_Directions_
Quote the listing below in full and exactly as written, but omit every picture.

[Coordinate labeling data]
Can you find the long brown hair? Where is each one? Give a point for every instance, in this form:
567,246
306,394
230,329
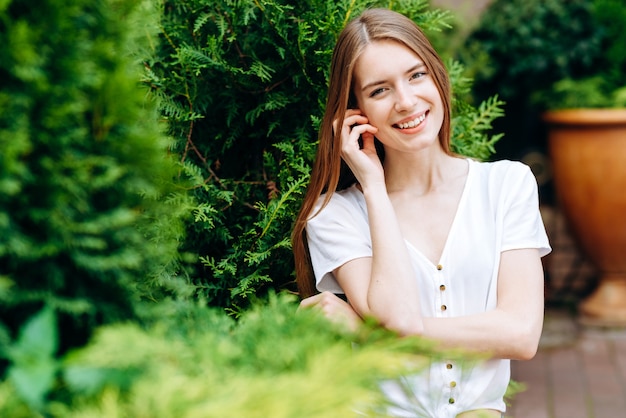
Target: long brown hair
329,172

_Correct output_
Can you find the long brown hair? Where is each one? Give a point for every instance, in this form:
567,246
306,394
230,329
Target: long brown hair
329,172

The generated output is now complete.